Data for the task:
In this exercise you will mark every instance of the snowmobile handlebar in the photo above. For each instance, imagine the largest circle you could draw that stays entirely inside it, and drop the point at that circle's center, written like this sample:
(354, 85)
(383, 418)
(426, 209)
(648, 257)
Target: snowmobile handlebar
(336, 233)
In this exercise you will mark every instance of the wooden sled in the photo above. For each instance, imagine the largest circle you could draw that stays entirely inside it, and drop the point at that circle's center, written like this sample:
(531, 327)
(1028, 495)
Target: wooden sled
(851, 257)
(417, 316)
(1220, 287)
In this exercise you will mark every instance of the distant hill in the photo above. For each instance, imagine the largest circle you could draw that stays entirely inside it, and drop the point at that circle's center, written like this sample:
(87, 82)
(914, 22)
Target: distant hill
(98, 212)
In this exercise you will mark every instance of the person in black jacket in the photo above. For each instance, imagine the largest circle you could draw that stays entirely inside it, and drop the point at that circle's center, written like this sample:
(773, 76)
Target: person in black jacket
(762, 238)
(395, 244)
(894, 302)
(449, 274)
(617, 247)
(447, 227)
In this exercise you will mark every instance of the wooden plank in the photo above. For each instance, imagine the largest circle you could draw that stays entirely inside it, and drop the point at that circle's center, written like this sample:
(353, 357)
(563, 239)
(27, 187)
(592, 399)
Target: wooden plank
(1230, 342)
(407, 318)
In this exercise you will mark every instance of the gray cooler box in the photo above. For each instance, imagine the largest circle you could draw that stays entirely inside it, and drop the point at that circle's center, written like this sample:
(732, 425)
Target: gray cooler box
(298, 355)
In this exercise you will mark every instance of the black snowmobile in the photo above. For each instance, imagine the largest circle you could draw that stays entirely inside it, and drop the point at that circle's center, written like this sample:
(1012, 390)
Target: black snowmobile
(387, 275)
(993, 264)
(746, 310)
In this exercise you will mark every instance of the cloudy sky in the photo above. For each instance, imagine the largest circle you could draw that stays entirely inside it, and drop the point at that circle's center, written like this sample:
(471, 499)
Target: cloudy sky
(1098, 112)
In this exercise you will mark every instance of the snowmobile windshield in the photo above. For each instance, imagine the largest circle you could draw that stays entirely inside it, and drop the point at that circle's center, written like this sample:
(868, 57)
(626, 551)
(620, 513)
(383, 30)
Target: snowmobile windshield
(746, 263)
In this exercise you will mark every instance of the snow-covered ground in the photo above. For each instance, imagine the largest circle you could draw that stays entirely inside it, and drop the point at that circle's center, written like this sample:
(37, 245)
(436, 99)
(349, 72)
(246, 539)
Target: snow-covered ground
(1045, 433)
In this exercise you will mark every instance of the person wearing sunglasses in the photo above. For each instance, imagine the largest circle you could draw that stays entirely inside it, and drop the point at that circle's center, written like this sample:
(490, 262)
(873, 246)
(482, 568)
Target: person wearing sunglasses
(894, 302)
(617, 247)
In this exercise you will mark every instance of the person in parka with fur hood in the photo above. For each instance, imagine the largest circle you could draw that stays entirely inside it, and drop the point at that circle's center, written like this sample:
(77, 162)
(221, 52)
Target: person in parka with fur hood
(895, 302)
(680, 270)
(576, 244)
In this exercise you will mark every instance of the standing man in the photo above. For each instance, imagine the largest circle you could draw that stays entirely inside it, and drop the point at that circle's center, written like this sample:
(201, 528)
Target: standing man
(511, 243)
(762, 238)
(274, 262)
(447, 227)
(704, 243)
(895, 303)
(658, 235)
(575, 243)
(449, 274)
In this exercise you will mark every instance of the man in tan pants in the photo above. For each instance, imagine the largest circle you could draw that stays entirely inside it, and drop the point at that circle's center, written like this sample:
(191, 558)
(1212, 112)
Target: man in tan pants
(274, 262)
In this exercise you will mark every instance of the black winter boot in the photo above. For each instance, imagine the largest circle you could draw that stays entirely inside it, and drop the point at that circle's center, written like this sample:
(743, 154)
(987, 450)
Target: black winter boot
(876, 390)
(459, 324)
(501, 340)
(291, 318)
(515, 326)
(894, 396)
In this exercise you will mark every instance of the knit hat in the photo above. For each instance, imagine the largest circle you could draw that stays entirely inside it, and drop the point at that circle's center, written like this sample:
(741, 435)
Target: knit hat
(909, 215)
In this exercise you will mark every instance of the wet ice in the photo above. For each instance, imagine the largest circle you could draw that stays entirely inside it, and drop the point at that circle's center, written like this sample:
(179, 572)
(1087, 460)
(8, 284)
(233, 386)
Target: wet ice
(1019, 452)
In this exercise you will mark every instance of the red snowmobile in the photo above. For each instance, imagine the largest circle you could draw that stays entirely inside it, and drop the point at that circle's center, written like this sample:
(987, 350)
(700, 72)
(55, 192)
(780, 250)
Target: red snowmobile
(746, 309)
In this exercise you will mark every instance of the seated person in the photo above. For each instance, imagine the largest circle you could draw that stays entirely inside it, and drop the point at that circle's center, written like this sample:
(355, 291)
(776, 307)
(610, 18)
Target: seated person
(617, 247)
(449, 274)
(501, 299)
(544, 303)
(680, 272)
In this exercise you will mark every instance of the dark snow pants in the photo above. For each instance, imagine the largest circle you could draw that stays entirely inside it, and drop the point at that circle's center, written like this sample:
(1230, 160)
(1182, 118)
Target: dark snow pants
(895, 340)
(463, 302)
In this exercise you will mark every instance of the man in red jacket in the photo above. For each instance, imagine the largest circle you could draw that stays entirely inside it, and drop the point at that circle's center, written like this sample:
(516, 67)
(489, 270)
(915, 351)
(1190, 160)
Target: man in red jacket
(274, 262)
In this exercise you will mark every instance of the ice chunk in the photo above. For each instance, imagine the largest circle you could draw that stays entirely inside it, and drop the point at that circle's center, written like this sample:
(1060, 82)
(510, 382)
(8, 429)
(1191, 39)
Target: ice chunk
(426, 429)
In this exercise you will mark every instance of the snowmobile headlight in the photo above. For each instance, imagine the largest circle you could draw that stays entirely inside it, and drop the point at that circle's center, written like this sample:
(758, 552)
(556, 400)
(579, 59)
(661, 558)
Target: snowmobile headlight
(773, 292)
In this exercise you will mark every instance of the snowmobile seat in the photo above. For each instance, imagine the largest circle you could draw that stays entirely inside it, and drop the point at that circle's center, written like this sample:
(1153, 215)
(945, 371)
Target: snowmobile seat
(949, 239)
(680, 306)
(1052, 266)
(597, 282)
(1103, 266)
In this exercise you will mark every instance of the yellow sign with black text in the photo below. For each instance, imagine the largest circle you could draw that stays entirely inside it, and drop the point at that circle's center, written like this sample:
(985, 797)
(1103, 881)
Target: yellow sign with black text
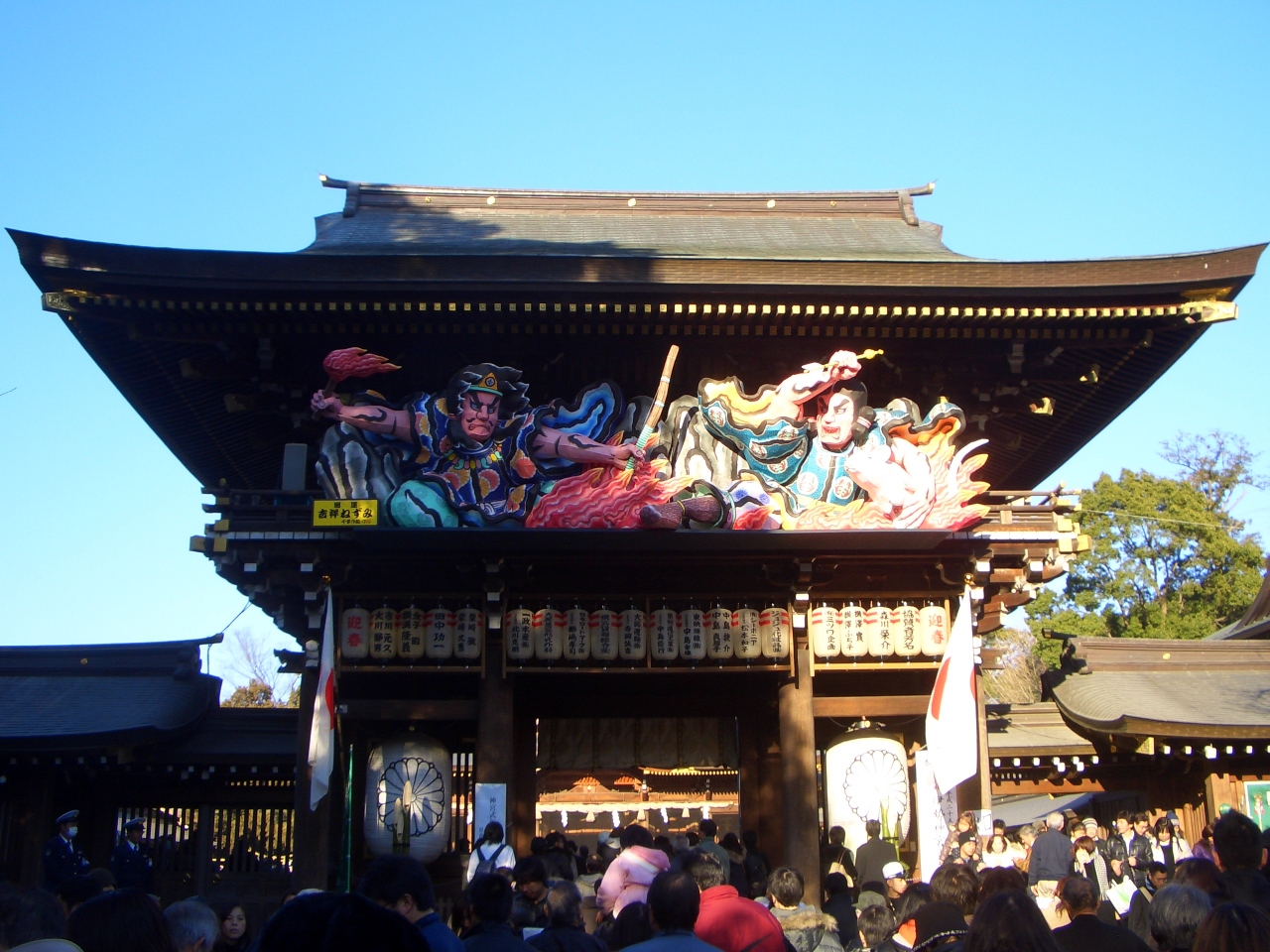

The task:
Pick out and copy every line of the rows above that contains the string "text". Case counts.

Written response:
In this exercise you will mark every instance of the yellow sign with black text in the photo below. For each instance, imagine the largest circle you could draw that stays entirely inside it, and drop the point at that circle's center, written like this sample:
Target: yellow sign with black text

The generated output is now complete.